* Task description: Copy each line below exactly and leave the pictures out.

* Available records:
____________
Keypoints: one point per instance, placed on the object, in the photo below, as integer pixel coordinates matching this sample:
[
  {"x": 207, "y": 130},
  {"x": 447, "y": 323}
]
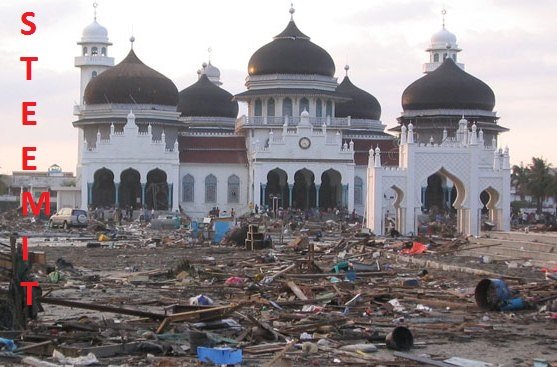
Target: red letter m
[{"x": 27, "y": 201}]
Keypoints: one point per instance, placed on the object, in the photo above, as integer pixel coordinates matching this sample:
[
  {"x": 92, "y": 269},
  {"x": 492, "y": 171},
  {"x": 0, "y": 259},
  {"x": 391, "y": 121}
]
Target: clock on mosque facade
[{"x": 304, "y": 143}]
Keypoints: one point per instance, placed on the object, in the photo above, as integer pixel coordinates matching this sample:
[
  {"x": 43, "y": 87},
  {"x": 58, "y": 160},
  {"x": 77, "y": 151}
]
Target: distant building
[
  {"x": 449, "y": 161},
  {"x": 304, "y": 143},
  {"x": 54, "y": 180}
]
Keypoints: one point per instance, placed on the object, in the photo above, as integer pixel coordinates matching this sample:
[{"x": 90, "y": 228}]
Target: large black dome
[
  {"x": 131, "y": 81},
  {"x": 361, "y": 105},
  {"x": 205, "y": 99},
  {"x": 291, "y": 52},
  {"x": 448, "y": 87}
]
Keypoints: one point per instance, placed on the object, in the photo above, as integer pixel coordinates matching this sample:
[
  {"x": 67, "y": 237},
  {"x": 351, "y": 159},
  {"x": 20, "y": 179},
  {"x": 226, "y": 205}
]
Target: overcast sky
[{"x": 511, "y": 45}]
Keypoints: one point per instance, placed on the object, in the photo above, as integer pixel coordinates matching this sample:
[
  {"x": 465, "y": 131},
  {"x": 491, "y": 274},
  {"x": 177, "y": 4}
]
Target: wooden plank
[
  {"x": 102, "y": 308},
  {"x": 425, "y": 360},
  {"x": 280, "y": 354}
]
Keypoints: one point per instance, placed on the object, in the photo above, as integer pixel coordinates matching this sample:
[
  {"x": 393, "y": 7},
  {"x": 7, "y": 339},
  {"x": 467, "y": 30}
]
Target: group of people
[
  {"x": 119, "y": 214},
  {"x": 525, "y": 218}
]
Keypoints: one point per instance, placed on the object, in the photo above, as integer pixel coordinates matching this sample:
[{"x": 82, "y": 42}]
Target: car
[{"x": 68, "y": 217}]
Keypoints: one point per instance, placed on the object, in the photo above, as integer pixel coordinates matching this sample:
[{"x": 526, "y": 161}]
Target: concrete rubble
[{"x": 275, "y": 293}]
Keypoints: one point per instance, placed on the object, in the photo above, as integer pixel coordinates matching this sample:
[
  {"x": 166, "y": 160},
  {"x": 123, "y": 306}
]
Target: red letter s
[{"x": 32, "y": 26}]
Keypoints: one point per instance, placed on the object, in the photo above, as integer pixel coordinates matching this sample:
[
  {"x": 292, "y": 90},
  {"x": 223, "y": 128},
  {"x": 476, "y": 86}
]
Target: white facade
[
  {"x": 130, "y": 149},
  {"x": 464, "y": 162},
  {"x": 226, "y": 198},
  {"x": 315, "y": 151}
]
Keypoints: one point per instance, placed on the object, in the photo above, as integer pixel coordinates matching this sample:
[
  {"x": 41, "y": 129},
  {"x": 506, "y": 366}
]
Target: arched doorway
[
  {"x": 303, "y": 193},
  {"x": 156, "y": 192},
  {"x": 434, "y": 200},
  {"x": 484, "y": 199},
  {"x": 129, "y": 190},
  {"x": 399, "y": 213},
  {"x": 330, "y": 191},
  {"x": 104, "y": 191},
  {"x": 489, "y": 198},
  {"x": 277, "y": 186}
]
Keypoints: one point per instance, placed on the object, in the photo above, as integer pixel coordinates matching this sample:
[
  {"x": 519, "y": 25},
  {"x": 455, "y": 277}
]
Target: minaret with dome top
[
  {"x": 94, "y": 57},
  {"x": 443, "y": 45}
]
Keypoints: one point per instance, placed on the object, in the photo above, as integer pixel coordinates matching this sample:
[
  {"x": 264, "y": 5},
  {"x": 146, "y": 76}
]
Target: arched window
____________
* Completed task:
Keypoints: one point per instance, placed on the object, in the photo below, as integer pixel coordinates matching this sample:
[
  {"x": 207, "y": 130},
  {"x": 447, "y": 323}
]
Target: red letter m
[{"x": 27, "y": 201}]
Keypoints: one point per instance, placed on the object, in the photo above, as integer pixel coordinates matching this sample:
[
  {"x": 92, "y": 269},
  {"x": 492, "y": 171},
  {"x": 0, "y": 259},
  {"x": 391, "y": 121}
]
Target: clock on mosque facade
[{"x": 304, "y": 143}]
Keypoints: one point per instance, placed on the object, in the photo above, as integer pixel coordinates matching this sample:
[
  {"x": 43, "y": 87},
  {"x": 58, "y": 160},
  {"x": 77, "y": 151}
]
Target: distant building
[
  {"x": 449, "y": 161},
  {"x": 304, "y": 143},
  {"x": 54, "y": 180}
]
Keypoints: one point per instance, placed on the object, in the photo above, as integer pixel coordinates matching this sample:
[{"x": 90, "y": 228}]
Target: large black dome
[
  {"x": 131, "y": 81},
  {"x": 361, "y": 105},
  {"x": 205, "y": 99},
  {"x": 291, "y": 52},
  {"x": 448, "y": 87}
]
Keypoints: one point per instance, placed on the object, in the photo above, as integer pixel coordinates matching this sample:
[
  {"x": 67, "y": 237},
  {"x": 351, "y": 159},
  {"x": 20, "y": 179},
  {"x": 226, "y": 205}
]
Target: overcast sky
[{"x": 511, "y": 45}]
Keypoints: one point per instance, placed on the object, in the photo above, as integer pixel coordinates matching this sample:
[
  {"x": 465, "y": 131},
  {"x": 491, "y": 274},
  {"x": 177, "y": 4}
]
Target: wooden plank
[
  {"x": 102, "y": 308},
  {"x": 425, "y": 360},
  {"x": 280, "y": 354}
]
Keypoints: one point per instance, placed on the object, in the photo above, as integer pixel coordinates matching this sample:
[
  {"x": 393, "y": 7},
  {"x": 7, "y": 339},
  {"x": 467, "y": 30}
]
Target: group of people
[
  {"x": 119, "y": 214},
  {"x": 525, "y": 218}
]
Keypoints: one point per instance, placed on the object, in the photo above, as integer pixel coordinates matching this sample:
[{"x": 82, "y": 42}]
Target: car
[{"x": 68, "y": 217}]
Keypoints: one point per instance, placed on the object, in the photo above, as integer pixel coordinates matching this sample:
[{"x": 526, "y": 161}]
Target: concrete rubble
[{"x": 275, "y": 293}]
Keypoints: one point per instance, placed on the object, in the photo above, as integer pixel coordinates matching this sample:
[
  {"x": 166, "y": 160},
  {"x": 123, "y": 306}
]
Target: red letter s
[{"x": 32, "y": 26}]
Keypoints: one point per instance, placed on the object, in the photo above, as integer pixel coordinates matching this sample:
[
  {"x": 292, "y": 90},
  {"x": 223, "y": 128},
  {"x": 476, "y": 86}
]
Target: white facade
[
  {"x": 130, "y": 149},
  {"x": 464, "y": 162},
  {"x": 226, "y": 198},
  {"x": 315, "y": 151}
]
Keypoints: one point per instance, placed on the object, in the photo above, as integer pixel coordinates matching this sample:
[
  {"x": 41, "y": 129},
  {"x": 506, "y": 366}
]
Target: arched doorway
[
  {"x": 303, "y": 193},
  {"x": 156, "y": 192},
  {"x": 434, "y": 200},
  {"x": 484, "y": 199},
  {"x": 129, "y": 190},
  {"x": 399, "y": 213},
  {"x": 330, "y": 191},
  {"x": 104, "y": 191},
  {"x": 489, "y": 198},
  {"x": 277, "y": 186}
]
Keypoints: one point per instance, placed on the object, in the photo above, as integer pixel coordinates matching this sample:
[
  {"x": 519, "y": 25},
  {"x": 455, "y": 277}
]
Target: minaret with dome top
[
  {"x": 94, "y": 57},
  {"x": 443, "y": 45}
]
Keypoints: one point per instance, placed on the object, in the photo above, as integer pixel coordinates matching this sample:
[
  {"x": 264, "y": 5},
  {"x": 146, "y": 76}
]
Target: arched window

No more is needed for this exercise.